Can you write out all of the entries again, swapping every "pick out" for "mark" and leaving everything else as it is?

Point annotation data
====
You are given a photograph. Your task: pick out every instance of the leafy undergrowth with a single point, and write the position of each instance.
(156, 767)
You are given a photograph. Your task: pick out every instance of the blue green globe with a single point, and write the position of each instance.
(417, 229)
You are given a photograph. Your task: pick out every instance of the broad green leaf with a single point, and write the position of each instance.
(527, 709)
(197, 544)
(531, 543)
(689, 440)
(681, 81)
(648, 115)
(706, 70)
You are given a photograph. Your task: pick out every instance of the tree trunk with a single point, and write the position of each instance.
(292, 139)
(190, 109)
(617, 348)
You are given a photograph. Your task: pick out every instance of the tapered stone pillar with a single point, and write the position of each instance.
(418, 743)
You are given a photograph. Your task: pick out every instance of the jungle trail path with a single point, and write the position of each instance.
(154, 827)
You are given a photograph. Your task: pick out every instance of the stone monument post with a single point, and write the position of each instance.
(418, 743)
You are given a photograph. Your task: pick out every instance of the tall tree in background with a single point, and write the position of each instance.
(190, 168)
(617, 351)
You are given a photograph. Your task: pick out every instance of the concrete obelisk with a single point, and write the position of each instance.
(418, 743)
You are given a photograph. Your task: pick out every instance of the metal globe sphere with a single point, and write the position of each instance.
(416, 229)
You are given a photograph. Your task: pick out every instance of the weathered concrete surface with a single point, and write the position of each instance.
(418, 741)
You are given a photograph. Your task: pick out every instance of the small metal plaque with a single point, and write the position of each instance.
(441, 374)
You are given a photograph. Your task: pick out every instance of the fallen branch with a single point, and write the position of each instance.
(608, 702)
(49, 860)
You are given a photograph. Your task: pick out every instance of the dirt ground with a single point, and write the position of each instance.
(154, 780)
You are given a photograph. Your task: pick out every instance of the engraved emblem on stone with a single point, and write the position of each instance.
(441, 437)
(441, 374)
====
§ RESPONSE TO THE TASK:
You are given a photograph. Your task: mark every instance of the leafy undergrowth with a single point, and write the position of each instance.
(156, 767)
You are given a photograph. Your task: mark every instance of the blue green globe with a single point, and write the position of each instance.
(417, 229)
You are given a photograph. Your task: mark every instance of the broad green leaf with a single point, and write the position of each instance.
(527, 709)
(197, 544)
(531, 543)
(689, 440)
(681, 81)
(648, 115)
(706, 70)
You are given a photograph. Your task: mark every instance of the tree trunk with a single point, and write the position of each instance.
(292, 139)
(190, 109)
(617, 348)
You are given a photograph. Your task: mark every instance of the tapered stone pillar with a single point, and write the position of each instance.
(418, 743)
You are given a photograph. Your task: mark every instance of the jungle trail path with a single point, and write the position of each instance.
(154, 827)
You are given a photograph. Your task: mark every instance of the stone monument post with a single point, and write the position of each instance.
(418, 743)
You are given a photograph. Your task: mark every instance of the tall tree in background with a single point, and write the position of each instance.
(190, 168)
(617, 351)
You are given a photograph. Your task: mark every instance of the concrete obelisk with a single point, and write the position of each instance.
(418, 743)
You are given a photograph. Your task: mark every instance of the metal globe sphere with a single point, and write the position of each instance.
(416, 229)
You are given a photograph. Your task: mark every instance of the weathered concrete surface with a single point, and write the position of each instance.
(418, 741)
You are given a photograph. Your task: mark every instance of the small metal plaque with a single point, and write the position of each instance.
(441, 374)
You are given a photograph. Your task: mark every instance of the fallen branch with a single point, and write the position of each instance.
(608, 702)
(49, 860)
You are given a photograph. Your task: mark every instance of the dirt ground with a single point, and write the position of each instance.
(154, 780)
You are given a photograph. Your task: mark every instance of the engraved emblem on stone with a single point, and write the position of each instance.
(441, 437)
(441, 374)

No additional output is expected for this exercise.